> [What to do]
1. In the Emma Donoghue piece, give the passage from "Cheese and onion" to "these trashy crisps." again, putting "chips" in place of every "crisps".
2. Answer these from the Emma Donoghue piece:
(a) How many copies has Room sold?
(b) Who used to bring Donoghue to graveyards?
(c) At what age did Donoghue leave Ireland?

Emma Donoghue is an award-winning novelist, screenwriter, and playwright. Her novel Room was shortlisted for the Man Booker and Orange Prizes and has sold over two million copies. Donoghue adapted Room into her first feature film (by the same name), which was nominated for four Academy Awards. She has recently adapted her 2016 novel, The Wonder, into a feature film that is currently filming in Ireland and stars Florence Pugh. Her latest novel, The Pull of the Stars, is out in paperback now.
These are a few of her favourite things...
Treadmill desk
I am bone-idle, and so I hate exercise. I like long, chatty walks when I don’t have to think I am exercising, but I hate focussing on exercise. In all my decades of being a writer, a treadmill desk for walking on whilst I type is the only thing I have found that can include exercise in my day. It is a lifesaver. If I want 100 per cent of my concentration I still sit down with a coffee, but for things like emails, research and reading, it is no problem at all. It keeps your circulation going and means you won’t get sleepy. In the past, I have walked for up to six hours; the time just rolls away.
Graveyards
My mother used to bring us to graveyards. If we were driving through the countryside and she saw an interesting graveyard, she would stop, and we would leap out. The rest of the family would be like, “oh no”, but I love history; she and I loved nothing more than poking around reading gravestones. I love finding the crumbling ones or the really poignant ones. Nowadays, they often have photographs too. I find it very stimulating to my imagination to see these little traces of former lives.
Cheese and onion Tato crisps
These are very unhealthy Irish “bargain-basement” crisps. I believe the European Union tried to ban them once because they have so many additives, but there were protests. I am not going to claim they are great gourmet food, but they are the food of my childhood.
Ever since I left Ireland at the age of 20, they have been virtually impossible to get hold of; they are very delicate, so if you post them, they get squashed, and I have not managed to buy them abroad. They are the perfect nostalgia food for an emigrant because you can’t get hold of them abroad, so when you think of eating them, it is your childhood you are trying to get back to, and you can never quite reach it. So every time I am back in Dublin, I immediately buy a pack, it goes in my bag, and I know I am home. It is my Proustian madeleine moment, these trashy crisps.

> [Source data]
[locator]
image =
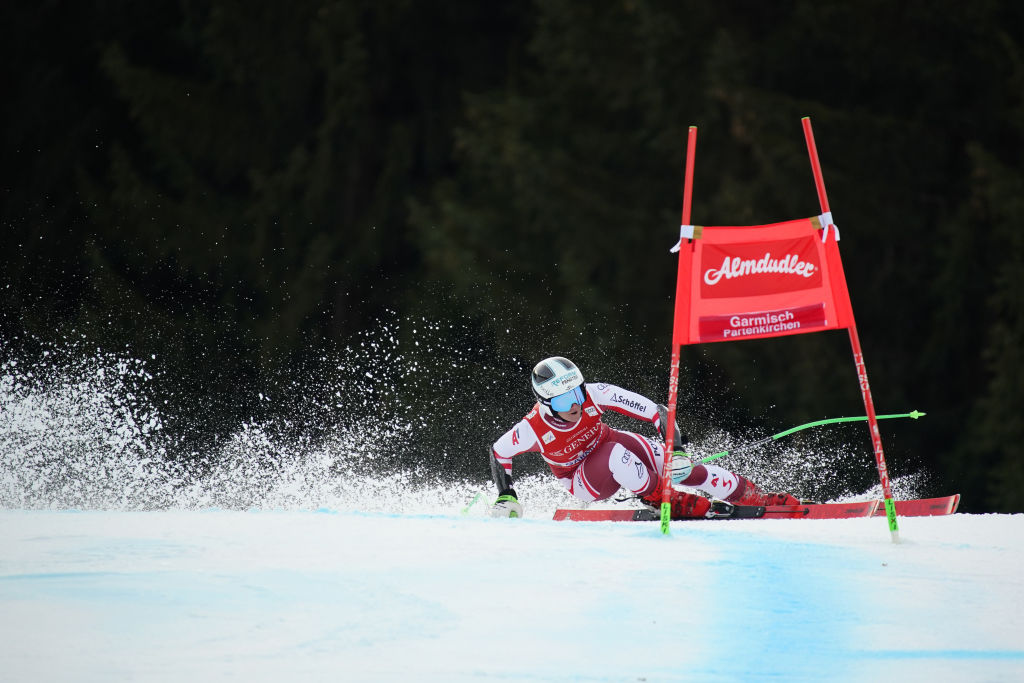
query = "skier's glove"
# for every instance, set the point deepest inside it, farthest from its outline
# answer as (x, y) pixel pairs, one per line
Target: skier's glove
(506, 506)
(682, 465)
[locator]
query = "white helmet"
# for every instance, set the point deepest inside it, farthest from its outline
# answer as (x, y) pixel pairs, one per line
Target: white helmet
(553, 378)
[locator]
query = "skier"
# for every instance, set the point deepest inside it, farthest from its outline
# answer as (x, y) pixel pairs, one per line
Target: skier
(592, 461)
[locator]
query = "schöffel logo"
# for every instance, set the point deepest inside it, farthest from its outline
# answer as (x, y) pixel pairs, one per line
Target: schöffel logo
(763, 267)
(628, 402)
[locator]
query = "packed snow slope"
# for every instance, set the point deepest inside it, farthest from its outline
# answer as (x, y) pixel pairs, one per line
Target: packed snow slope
(271, 596)
(327, 538)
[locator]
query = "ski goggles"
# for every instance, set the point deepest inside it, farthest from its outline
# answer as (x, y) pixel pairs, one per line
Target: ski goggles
(563, 401)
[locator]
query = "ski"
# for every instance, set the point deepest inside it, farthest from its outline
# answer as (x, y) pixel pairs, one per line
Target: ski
(910, 508)
(806, 511)
(923, 507)
(822, 510)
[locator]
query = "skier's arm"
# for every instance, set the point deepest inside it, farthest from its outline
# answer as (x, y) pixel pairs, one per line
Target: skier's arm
(518, 439)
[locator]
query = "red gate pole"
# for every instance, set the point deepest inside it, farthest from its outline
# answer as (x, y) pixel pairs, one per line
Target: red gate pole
(858, 355)
(682, 299)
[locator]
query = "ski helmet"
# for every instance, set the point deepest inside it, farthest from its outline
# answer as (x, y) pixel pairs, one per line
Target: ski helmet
(554, 377)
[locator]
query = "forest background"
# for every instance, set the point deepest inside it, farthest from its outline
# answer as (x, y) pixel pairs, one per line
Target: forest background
(235, 187)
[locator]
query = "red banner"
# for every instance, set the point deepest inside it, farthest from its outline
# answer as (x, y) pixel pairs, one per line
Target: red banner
(761, 281)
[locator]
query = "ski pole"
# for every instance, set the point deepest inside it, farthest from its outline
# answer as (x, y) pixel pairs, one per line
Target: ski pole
(761, 441)
(465, 510)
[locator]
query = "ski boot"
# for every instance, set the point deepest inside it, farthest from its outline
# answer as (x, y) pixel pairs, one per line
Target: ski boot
(749, 494)
(684, 506)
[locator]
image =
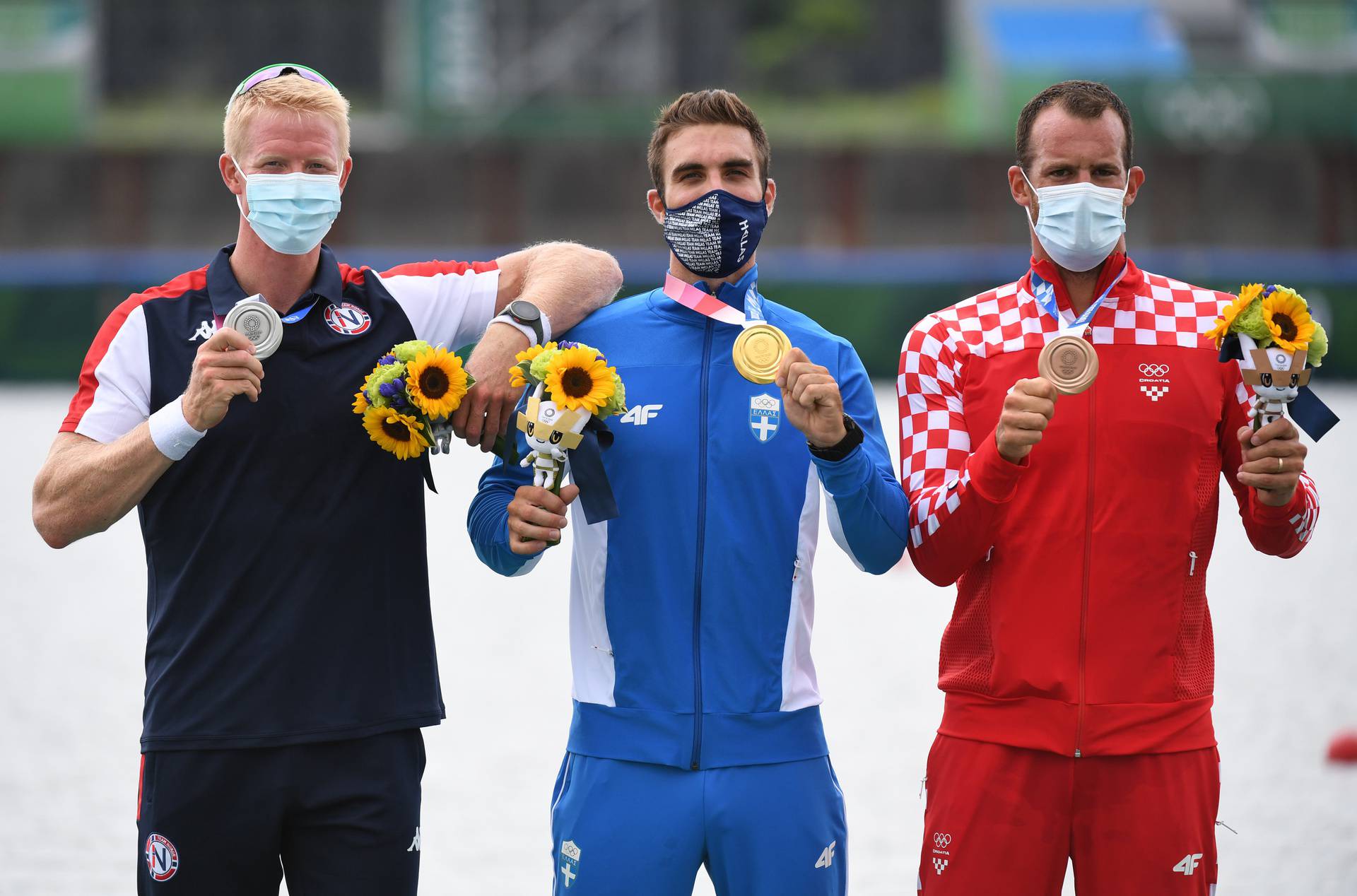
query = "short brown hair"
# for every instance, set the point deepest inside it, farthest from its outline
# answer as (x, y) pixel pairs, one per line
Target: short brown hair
(705, 107)
(1083, 100)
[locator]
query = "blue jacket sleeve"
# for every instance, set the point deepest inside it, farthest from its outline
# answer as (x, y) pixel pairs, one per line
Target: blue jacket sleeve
(869, 511)
(488, 520)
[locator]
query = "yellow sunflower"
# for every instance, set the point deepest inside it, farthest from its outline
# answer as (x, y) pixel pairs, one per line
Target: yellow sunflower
(1288, 319)
(534, 350)
(436, 382)
(398, 433)
(578, 378)
(1231, 311)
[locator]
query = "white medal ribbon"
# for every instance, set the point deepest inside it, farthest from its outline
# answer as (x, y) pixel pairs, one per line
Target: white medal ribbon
(1045, 295)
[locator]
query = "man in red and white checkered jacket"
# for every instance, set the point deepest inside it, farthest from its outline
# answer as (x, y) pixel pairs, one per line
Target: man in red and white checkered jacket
(1078, 664)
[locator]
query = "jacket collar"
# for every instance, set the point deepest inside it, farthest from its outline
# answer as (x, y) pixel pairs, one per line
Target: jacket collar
(225, 293)
(730, 293)
(1129, 285)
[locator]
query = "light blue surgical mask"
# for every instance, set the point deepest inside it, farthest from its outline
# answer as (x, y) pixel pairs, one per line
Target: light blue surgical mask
(1079, 223)
(290, 212)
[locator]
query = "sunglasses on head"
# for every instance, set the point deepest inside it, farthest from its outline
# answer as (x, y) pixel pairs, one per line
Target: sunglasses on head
(269, 72)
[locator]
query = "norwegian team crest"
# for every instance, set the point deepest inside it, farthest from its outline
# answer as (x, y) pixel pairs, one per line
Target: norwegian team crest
(569, 861)
(764, 415)
(348, 319)
(162, 859)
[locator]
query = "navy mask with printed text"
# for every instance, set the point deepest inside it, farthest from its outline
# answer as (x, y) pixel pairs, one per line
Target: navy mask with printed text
(715, 234)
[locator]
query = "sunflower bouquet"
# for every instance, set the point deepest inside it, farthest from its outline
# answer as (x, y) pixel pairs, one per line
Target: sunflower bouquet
(409, 396)
(572, 391)
(1269, 331)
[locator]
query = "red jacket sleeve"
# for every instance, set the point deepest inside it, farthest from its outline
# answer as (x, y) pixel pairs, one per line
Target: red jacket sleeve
(1279, 531)
(957, 490)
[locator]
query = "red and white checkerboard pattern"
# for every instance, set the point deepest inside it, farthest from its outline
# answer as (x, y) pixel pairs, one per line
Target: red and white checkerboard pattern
(934, 440)
(1153, 393)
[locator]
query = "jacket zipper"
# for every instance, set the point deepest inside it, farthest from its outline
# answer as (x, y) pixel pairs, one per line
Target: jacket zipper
(1088, 550)
(702, 536)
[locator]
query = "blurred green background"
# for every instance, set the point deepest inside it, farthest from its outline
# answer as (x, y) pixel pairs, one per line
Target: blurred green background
(479, 126)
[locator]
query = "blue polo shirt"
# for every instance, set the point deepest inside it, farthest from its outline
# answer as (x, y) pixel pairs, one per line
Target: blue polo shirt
(287, 576)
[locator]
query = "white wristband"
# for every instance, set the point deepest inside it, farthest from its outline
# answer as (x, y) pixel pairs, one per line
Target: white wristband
(170, 430)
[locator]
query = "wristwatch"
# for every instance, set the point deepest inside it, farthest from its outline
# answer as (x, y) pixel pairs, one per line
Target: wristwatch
(528, 319)
(852, 437)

> [Solutions per task]
1.
Cheese and onion Tato chips
These are very unhealthy Irish “bargain-basement” chips. I believe the European Union tried to ban them once because they have so many additives, but there were protests. I am not going to claim they are great gourmet food, but they are the food of my childhood.
Ever since I left Ireland at the age of 20, they have been virtually impossible to get hold of; they are very delicate, so if you post them, they get squashed, and I have not managed to buy them abroad. They are the perfect nostalgia food for an emigrant because you can’t get hold of them abroad, so when you think of eating them, it is your childhood you are trying to get back to, and you can never quite reach it. So every time I am back in Dublin, I immediately buy a pack, it goes in my bag, and I know I am home. It is my Proustian madeleine moment, these trashy chips.

2.
(a) Over two million.
(b) Her mother.
(c) At 20.